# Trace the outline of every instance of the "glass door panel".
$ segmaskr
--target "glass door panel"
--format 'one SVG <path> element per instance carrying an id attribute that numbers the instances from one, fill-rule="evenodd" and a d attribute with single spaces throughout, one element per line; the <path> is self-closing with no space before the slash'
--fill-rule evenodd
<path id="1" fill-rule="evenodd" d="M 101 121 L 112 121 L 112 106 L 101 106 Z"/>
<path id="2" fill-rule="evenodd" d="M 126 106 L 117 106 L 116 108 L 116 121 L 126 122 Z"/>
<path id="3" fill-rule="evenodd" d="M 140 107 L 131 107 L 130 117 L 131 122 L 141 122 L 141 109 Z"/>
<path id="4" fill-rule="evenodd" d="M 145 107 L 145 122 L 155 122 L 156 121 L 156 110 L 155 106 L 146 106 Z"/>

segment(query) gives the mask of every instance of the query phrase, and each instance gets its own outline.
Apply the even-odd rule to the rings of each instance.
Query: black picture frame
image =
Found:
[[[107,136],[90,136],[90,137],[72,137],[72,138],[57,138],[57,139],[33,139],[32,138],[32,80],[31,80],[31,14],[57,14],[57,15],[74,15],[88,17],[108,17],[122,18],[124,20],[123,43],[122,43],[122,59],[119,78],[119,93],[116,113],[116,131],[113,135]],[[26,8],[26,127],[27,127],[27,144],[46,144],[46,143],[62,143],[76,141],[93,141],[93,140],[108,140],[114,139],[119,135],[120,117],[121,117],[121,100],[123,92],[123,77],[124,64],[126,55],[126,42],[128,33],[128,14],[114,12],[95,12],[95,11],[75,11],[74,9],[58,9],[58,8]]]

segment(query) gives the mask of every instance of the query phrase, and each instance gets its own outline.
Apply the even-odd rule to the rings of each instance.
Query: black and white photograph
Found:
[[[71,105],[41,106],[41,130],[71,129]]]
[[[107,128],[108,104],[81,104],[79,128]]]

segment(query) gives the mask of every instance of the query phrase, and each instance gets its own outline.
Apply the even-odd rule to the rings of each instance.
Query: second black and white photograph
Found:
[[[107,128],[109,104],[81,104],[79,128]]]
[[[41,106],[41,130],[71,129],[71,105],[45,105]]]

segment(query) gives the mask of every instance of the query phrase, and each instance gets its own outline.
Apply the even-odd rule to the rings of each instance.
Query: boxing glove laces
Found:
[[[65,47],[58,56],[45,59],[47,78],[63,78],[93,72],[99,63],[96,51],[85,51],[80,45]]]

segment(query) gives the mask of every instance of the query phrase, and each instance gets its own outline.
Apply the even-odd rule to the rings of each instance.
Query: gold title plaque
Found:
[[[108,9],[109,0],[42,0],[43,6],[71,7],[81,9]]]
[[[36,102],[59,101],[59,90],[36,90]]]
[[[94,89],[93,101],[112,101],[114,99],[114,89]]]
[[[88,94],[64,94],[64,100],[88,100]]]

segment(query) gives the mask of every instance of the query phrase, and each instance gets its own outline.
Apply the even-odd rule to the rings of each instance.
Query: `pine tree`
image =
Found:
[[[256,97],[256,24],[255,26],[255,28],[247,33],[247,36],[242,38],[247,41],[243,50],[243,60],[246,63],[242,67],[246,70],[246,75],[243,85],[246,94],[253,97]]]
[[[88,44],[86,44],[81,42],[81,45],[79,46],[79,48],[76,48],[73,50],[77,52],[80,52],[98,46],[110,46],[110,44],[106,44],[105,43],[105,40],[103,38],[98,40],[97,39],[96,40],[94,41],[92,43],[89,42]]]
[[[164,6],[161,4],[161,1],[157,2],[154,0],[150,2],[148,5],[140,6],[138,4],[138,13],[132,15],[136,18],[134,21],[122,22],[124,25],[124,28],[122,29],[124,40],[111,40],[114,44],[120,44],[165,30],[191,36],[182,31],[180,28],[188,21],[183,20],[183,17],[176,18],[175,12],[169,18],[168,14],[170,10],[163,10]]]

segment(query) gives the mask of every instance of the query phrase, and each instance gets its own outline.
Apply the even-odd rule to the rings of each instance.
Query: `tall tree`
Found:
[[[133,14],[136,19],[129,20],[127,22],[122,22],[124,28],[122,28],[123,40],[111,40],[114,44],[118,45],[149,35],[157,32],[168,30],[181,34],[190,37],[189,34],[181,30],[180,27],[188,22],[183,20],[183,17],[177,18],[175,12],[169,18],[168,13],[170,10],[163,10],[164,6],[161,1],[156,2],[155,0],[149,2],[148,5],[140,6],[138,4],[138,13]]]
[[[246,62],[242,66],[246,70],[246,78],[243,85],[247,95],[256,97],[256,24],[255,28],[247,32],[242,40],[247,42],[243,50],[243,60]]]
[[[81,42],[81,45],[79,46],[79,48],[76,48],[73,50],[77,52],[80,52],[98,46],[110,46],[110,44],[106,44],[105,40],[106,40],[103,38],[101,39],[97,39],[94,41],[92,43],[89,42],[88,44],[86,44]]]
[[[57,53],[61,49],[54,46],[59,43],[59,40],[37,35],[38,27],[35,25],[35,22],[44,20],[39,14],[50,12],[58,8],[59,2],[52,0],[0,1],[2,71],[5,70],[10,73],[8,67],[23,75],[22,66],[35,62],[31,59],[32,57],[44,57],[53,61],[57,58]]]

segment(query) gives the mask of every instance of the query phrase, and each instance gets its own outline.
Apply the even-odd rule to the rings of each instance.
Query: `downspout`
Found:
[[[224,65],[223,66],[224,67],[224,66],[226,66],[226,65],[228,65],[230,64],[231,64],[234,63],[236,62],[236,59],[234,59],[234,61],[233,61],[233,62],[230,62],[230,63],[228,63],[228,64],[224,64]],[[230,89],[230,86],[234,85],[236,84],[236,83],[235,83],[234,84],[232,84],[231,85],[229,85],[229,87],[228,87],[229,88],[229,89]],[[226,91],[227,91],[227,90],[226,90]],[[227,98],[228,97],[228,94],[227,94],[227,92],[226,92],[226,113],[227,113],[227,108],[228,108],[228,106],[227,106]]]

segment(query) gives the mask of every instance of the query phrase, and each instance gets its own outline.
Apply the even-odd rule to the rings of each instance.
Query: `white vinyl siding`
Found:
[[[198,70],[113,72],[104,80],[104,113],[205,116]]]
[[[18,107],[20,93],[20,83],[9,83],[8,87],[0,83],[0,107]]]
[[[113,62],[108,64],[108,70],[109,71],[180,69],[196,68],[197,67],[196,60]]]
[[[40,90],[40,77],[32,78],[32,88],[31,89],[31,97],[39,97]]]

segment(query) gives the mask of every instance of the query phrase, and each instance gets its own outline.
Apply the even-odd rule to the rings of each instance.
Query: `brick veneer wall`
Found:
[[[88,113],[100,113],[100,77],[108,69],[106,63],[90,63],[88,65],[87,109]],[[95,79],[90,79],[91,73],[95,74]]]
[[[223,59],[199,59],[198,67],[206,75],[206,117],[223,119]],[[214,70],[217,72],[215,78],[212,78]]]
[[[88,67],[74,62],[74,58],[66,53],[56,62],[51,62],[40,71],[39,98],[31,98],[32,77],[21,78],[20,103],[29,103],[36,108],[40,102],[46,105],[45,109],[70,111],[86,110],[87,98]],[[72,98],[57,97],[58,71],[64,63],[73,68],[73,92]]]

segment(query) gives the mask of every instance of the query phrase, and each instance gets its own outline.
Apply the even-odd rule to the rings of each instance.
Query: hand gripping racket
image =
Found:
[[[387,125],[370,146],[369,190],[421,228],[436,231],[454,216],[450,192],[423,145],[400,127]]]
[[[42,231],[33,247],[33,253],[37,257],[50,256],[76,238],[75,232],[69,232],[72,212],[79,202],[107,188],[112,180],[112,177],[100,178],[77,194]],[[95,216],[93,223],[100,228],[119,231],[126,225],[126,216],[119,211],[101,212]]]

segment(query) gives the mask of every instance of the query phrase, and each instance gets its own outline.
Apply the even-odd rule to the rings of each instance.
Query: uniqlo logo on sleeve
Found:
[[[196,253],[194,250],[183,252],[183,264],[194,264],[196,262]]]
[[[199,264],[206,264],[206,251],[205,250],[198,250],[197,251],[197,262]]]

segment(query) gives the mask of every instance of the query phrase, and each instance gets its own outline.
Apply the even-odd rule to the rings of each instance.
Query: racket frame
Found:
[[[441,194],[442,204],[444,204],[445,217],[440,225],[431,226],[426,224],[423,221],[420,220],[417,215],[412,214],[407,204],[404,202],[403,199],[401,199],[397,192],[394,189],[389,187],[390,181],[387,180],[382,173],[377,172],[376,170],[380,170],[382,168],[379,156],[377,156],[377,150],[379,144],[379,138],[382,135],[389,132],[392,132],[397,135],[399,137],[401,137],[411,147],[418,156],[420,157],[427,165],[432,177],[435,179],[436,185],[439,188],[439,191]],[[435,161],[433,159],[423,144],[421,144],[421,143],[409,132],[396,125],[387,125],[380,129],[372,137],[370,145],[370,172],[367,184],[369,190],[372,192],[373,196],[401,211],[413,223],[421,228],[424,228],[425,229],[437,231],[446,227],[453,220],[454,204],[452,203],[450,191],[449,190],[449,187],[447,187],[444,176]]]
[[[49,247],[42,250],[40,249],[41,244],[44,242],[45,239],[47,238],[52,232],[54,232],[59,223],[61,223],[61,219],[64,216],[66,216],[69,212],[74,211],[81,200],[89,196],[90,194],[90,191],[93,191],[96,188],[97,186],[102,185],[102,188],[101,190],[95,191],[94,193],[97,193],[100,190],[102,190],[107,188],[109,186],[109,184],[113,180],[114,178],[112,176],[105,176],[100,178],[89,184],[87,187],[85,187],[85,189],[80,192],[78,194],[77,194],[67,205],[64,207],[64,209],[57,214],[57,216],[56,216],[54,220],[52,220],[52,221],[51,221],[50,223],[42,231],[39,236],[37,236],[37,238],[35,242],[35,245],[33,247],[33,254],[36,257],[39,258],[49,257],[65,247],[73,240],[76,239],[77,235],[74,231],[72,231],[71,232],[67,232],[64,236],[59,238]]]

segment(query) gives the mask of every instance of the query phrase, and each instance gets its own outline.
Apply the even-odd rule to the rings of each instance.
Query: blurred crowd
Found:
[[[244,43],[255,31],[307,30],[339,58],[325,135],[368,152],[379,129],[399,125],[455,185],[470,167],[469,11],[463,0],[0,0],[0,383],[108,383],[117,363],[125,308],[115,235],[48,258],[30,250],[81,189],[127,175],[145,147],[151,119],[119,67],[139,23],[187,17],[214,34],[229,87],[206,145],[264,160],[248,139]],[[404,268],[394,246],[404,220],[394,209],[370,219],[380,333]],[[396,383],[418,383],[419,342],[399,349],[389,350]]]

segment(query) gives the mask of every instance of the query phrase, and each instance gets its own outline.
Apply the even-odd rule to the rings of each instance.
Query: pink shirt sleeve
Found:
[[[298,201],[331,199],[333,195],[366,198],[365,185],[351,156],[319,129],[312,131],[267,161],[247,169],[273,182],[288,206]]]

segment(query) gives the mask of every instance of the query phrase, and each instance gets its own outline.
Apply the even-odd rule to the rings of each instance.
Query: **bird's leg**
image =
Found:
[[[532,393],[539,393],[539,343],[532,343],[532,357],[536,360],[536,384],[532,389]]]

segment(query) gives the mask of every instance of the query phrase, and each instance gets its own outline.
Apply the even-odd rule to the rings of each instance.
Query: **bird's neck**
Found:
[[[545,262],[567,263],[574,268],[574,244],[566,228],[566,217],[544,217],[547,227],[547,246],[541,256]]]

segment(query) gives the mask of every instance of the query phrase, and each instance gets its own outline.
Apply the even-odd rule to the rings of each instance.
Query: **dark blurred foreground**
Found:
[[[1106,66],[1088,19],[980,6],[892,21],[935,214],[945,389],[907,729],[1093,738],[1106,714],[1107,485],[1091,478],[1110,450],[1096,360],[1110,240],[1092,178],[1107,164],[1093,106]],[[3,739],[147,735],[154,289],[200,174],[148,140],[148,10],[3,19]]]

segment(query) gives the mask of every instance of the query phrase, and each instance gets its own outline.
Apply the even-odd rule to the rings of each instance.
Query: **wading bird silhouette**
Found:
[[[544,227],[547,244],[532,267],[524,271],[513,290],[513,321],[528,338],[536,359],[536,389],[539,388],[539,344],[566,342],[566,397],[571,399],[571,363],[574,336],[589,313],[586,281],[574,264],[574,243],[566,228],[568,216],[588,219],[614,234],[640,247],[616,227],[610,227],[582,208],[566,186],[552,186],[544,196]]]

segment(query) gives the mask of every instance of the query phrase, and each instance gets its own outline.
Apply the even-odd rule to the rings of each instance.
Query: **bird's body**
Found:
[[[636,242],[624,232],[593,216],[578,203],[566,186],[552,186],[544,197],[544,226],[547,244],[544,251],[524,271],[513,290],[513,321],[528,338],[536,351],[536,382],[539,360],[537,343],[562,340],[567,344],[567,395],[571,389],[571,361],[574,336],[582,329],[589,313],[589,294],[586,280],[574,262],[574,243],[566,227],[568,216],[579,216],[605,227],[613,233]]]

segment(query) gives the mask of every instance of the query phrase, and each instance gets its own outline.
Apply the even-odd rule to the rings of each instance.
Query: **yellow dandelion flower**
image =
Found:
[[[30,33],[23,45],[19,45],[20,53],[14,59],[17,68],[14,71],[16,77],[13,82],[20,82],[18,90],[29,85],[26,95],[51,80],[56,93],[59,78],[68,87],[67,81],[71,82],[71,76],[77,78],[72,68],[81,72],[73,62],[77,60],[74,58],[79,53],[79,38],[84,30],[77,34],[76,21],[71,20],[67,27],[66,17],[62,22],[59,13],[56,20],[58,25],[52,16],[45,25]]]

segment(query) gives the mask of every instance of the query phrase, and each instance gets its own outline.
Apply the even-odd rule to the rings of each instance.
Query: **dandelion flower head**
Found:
....
## [EXERCISE INSTRUCTIONS]
Find each line in the listing above that contains the string "panel" with the same capitalization, and copy those lines in full.

## [CORRECT RESULT]
# Trace the outline of every instance of the "glass door panel".
--target "glass door panel"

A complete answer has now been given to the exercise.